§ EXERCISE: Begin at the line that has "If you could spot the white top-load" and stop after the line that has "column 332, row 241". Write out those lines of the material again, replacing "upper cabinet" with "wall cabinet" and leaving everything else unchanged.

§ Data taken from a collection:

────

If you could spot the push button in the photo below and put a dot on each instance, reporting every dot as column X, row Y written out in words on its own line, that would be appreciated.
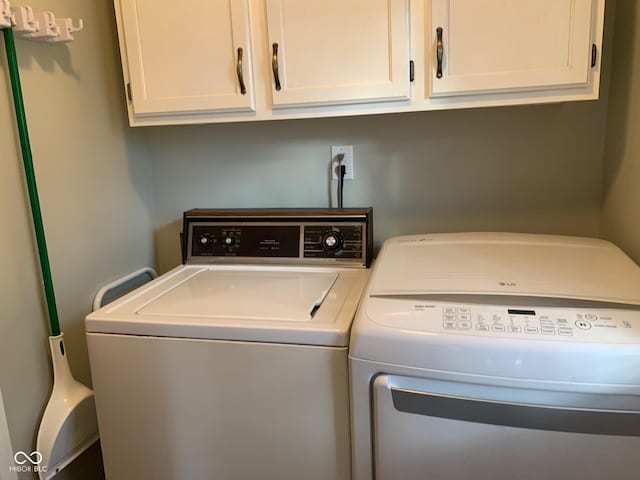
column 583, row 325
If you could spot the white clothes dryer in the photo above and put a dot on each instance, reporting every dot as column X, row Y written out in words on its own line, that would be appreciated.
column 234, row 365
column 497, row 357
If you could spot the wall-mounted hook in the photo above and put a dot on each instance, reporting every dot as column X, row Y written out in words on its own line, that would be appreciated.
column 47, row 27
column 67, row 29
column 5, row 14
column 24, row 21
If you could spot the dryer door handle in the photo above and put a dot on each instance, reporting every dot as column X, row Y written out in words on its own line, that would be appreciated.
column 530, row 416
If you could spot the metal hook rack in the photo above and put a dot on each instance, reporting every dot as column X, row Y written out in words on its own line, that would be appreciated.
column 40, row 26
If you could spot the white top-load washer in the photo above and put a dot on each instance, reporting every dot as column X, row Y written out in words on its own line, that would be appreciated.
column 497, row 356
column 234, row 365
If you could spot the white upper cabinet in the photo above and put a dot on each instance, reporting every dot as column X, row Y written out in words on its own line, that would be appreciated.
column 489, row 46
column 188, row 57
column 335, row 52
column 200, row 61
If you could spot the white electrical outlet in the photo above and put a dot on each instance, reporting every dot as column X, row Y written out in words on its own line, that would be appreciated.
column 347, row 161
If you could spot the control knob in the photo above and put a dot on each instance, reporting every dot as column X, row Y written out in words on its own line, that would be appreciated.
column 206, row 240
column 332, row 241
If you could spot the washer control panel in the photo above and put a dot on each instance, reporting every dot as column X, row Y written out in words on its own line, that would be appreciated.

────

§ RESULT OF THE TASK:
If you could spot the white top-load washer in the photo above and put a dot on each instance, reporting every dot as column X, row Y written out in words on its own line, that would be appreciated.
column 497, row 356
column 234, row 365
If you could spot the white wall cabinet in the photo above and put a dot on each instance, reporting every dot as column X, row Y written out in words on its own line, that would be appreciated.
column 489, row 46
column 188, row 57
column 335, row 52
column 200, row 61
If you could spot the white electrical outlet in the photo above and put a dot on each instance, reporting every dot as column X, row Y written out in words on its own line, that would be appreciated.
column 347, row 161
If you could spot the control knob in the photo above and put a dot on each instance, reporting every dot as column X, row Y written out in words on its own line, that would be appreciated.
column 206, row 240
column 332, row 241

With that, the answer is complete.